◆ YOUR OBJECTIVE
Transcribe the whole listing precisely, leaving nothing out.

◆ EXTRACTED DATA
[Start of section]

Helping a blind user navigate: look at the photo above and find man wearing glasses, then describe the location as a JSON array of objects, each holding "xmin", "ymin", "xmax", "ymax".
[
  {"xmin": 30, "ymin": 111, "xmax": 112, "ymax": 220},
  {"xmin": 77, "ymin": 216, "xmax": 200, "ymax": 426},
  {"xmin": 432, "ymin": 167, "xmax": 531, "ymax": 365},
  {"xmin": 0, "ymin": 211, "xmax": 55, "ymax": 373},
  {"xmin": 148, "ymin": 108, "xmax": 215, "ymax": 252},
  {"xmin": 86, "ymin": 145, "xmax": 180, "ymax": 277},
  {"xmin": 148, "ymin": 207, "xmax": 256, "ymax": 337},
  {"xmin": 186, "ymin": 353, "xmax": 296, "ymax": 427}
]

[End of section]

◆ RESPONSE BOX
Helping a blind user navigate: look at the photo above and find man wearing glasses, then describe the location as a JSON array of objects, each holding "xmin", "ymin", "xmax", "ymax".
[
  {"xmin": 30, "ymin": 111, "xmax": 112, "ymax": 220},
  {"xmin": 77, "ymin": 216, "xmax": 200, "ymax": 426},
  {"xmin": 432, "ymin": 167, "xmax": 531, "ymax": 365},
  {"xmin": 0, "ymin": 211, "xmax": 55, "ymax": 373},
  {"xmin": 148, "ymin": 108, "xmax": 215, "ymax": 252},
  {"xmin": 86, "ymin": 145, "xmax": 180, "ymax": 277},
  {"xmin": 148, "ymin": 207, "xmax": 256, "ymax": 337},
  {"xmin": 186, "ymin": 353, "xmax": 296, "ymax": 427}
]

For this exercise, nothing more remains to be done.